À FAIRE:
D'après la sélection, combien de recettes le ministre de l'Urbanisme et de l'Habitat disait-il que le FONHAB et l'ACOPRIM rapporteraient ?
──────── SÉLECTION ────────
JOSEPH Kokoniangi Witanene, le ministre de l’Urbanisme et de l’Habitat, avait présenté, début octobre, au Conseil des ministres deux projets de décret portant création, organisation et fonctionnement d’un établissement public dénommé « Fonds National de l’Habitat » (FONHAB), ainsi que création, organisation et fonctionnement d’un établissement public dénommé « Agence Congolaise de Promotion Immobilière » (ACOPRIM).
Il a justifié cette initiative notamment par la « croissance démographique élevée en RDC, estimée à 3,3 % par an et à 7 % dans les grandes villes ». Avec plus de 80 millions d’habitants, la RDC connaît un réel déficit d’unités de logement, particulièrement dans les villes et ce, en dépit la disparition de l’ex-Office National de Logement (ONL). Le constat des experts du ministère de l’Urbanisme et de l’Habitat est que les constructions individuelles et quelques récentes promotions immobilières n’arrivent pas à couvrir les besoins illimités en logements de la population. L’objectif affiché avec le FONHAB et l’ACOPRIM est donc de réduire ce déficit et permettre aux populations vulnérables d’accéder à un habitat décent.
Mais voilà que la commission Ecofin et de contrôle budgétaire de l’Assemblée nationale n’a pas daigné accorder l’attention à la sollicitation du ministre de l’Urbanisme et de l’Habitat des crédits budgétaires supplémentaires en faveur de ces deux organismes publics. Selon nos sources proches du dossier, Joseph Kokonyangi a motivé dans son courrier adressé à la commission que les deux organismes rapporteraient en recettes quelque 1 514,76 milliards de nos francs, soit environ 867 millions de dollars.
En outre, le ministre a soutenu que le FONHAB et l’ACOPRIM ont respectivement le statut de compte spécial, à l’instar du Fonds d’entretien routier (FONER) et du Fonds de promotion industrielle (FPI) et d’établissement public comme l’Agence nationale de promotion des investissements (ANAPI). « Votre commission a été butée aux difficultés d’établir le fondement légal et de nomenclature des actes générateurs de recettes proposées par le ministre de l’Urbanisme et de l’Habitat. (Lesquels actes) devant permettre la mobilisation des recettes susceptibles de financer le FONHAB et l’ACOPRIM », peut-on lire dans un rapport sous seing du député Jean-Luc Mutokambali, le président de la commission Ecofin de l’Assemblée nationale.
──────── INFORMATIONS EXTRAITES ────────
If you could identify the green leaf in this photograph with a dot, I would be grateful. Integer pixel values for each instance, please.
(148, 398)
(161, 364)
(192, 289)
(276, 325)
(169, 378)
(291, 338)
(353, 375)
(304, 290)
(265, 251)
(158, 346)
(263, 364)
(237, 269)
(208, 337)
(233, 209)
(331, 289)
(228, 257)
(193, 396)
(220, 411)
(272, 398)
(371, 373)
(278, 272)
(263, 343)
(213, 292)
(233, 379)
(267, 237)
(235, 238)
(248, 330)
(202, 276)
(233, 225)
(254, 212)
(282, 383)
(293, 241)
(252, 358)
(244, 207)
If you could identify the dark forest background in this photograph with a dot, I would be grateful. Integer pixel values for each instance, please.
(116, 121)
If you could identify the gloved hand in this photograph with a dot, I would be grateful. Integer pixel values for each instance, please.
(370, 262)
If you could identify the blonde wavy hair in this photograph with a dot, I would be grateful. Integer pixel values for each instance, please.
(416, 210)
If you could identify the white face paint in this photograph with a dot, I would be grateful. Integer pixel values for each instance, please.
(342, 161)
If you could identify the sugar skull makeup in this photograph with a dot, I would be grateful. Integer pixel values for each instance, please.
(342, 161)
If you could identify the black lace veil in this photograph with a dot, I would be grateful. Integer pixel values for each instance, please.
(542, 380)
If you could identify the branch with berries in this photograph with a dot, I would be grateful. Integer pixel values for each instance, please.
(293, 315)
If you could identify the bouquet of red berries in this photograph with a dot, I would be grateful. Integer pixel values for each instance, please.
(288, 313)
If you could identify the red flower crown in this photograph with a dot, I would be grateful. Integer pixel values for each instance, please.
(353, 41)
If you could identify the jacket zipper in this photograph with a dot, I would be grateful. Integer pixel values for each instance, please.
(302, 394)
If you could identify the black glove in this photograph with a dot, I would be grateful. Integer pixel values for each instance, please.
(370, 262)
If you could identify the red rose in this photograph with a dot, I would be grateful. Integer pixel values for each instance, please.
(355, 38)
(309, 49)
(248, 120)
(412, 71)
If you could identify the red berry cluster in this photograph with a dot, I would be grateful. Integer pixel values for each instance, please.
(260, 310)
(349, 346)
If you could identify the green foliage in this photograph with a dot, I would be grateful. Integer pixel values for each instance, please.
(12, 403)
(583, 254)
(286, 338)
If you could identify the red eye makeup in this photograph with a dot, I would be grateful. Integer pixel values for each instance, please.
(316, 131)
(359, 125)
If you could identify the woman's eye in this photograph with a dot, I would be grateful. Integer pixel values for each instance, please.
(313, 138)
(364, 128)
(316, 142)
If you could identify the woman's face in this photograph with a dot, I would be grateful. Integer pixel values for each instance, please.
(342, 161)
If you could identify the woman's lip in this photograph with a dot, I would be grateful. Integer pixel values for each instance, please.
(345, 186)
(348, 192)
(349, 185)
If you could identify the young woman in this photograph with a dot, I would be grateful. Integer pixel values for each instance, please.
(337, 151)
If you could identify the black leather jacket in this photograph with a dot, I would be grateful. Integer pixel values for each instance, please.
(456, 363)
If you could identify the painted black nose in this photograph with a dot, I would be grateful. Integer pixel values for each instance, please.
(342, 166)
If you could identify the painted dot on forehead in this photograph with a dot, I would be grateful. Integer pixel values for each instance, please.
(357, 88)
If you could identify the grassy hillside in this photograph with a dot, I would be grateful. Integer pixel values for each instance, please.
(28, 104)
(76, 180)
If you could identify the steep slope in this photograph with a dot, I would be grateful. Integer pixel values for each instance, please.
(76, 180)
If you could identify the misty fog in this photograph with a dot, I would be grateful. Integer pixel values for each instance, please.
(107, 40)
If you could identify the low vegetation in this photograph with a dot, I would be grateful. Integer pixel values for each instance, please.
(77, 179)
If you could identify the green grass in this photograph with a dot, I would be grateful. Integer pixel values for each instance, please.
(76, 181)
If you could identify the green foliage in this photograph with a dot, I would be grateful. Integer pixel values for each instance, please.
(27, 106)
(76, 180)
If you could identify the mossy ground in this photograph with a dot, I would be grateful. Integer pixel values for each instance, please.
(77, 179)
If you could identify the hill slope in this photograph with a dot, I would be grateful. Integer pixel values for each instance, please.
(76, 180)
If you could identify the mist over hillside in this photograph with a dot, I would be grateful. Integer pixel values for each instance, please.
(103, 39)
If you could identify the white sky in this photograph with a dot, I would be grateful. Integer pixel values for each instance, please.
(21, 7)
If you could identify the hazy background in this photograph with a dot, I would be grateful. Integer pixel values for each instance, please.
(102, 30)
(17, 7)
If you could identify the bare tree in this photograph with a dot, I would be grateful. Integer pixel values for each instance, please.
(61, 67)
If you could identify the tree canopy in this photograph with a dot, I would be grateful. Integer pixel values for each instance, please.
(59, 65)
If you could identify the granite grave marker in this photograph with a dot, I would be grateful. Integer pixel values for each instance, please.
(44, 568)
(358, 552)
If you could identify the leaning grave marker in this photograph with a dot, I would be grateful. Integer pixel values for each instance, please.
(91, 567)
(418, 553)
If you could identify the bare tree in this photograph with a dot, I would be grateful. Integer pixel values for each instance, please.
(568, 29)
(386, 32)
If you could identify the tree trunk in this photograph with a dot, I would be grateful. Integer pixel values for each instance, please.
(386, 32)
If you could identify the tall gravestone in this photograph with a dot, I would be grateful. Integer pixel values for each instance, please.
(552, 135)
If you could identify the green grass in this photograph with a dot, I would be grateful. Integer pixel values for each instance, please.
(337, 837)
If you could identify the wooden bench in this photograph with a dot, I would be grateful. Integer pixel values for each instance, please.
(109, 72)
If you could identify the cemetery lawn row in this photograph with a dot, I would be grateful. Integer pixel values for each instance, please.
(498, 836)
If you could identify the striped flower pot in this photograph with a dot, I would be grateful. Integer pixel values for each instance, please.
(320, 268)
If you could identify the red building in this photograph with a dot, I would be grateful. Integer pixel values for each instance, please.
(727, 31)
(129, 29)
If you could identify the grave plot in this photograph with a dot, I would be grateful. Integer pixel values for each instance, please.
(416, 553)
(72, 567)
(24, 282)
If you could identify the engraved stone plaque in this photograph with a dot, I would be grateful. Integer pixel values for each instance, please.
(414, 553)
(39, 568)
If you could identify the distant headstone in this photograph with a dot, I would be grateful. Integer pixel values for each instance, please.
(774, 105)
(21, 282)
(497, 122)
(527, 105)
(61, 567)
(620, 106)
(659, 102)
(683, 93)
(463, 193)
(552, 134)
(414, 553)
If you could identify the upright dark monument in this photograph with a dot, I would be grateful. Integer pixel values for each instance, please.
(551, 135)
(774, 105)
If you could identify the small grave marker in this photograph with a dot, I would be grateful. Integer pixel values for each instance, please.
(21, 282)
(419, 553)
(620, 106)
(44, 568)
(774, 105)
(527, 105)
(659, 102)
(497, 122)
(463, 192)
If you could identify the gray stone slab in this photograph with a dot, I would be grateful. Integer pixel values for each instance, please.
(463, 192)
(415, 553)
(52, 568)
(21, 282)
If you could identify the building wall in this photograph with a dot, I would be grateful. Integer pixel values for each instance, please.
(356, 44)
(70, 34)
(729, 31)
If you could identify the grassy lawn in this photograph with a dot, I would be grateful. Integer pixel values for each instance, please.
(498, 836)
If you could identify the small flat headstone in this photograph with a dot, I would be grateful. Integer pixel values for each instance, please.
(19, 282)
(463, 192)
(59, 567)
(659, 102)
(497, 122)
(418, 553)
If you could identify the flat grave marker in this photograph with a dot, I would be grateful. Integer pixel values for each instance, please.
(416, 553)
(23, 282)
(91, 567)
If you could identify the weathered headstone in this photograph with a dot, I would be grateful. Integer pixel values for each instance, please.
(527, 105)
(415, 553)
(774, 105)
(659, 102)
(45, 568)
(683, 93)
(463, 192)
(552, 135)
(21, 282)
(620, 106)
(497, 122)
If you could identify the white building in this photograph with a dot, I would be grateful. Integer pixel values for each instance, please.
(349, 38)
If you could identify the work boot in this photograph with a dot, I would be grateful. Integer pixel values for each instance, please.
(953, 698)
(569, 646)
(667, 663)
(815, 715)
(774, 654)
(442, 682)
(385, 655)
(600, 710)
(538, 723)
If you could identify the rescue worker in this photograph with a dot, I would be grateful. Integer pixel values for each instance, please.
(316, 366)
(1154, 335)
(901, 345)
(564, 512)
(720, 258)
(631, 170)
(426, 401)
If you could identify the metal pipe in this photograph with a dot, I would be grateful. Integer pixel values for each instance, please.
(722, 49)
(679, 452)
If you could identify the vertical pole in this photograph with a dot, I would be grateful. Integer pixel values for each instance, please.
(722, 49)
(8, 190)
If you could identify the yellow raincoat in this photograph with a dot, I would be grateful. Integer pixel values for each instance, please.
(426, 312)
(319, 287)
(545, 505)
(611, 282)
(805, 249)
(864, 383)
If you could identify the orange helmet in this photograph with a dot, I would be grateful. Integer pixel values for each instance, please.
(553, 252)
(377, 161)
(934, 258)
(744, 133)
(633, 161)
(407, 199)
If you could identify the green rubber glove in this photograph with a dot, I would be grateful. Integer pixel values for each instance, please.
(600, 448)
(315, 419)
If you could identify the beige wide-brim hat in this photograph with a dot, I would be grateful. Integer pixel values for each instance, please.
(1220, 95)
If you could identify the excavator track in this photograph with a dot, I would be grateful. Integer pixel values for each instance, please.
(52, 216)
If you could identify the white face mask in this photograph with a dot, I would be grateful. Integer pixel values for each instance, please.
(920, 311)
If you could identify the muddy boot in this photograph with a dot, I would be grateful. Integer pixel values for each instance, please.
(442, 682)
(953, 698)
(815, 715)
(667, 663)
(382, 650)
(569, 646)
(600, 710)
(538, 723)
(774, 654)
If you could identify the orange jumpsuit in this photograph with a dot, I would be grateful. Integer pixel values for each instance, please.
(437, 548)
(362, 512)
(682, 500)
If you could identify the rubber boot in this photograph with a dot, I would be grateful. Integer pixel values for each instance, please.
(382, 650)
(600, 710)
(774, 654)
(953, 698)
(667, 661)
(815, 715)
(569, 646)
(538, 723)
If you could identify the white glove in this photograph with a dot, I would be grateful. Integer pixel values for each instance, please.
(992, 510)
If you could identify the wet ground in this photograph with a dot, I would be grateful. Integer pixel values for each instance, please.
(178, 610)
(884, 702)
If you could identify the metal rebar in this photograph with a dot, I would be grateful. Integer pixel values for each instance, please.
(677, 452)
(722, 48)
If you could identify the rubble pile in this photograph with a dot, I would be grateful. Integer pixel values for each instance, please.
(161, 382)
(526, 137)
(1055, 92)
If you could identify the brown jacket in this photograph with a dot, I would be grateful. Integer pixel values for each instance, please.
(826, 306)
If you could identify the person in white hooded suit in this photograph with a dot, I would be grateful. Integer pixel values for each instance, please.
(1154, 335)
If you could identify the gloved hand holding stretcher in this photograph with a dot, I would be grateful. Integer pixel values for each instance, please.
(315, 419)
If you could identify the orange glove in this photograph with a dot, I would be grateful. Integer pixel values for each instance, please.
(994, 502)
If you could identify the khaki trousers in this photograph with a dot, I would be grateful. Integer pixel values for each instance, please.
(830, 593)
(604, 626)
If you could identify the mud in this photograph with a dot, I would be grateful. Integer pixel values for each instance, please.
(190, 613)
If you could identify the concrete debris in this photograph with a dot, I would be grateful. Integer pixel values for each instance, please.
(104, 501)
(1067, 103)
────────
RÉPONSE COMPLÈTE:
Quelque 1 514,76 milliards de francs, soit environ 867 millions de dollars.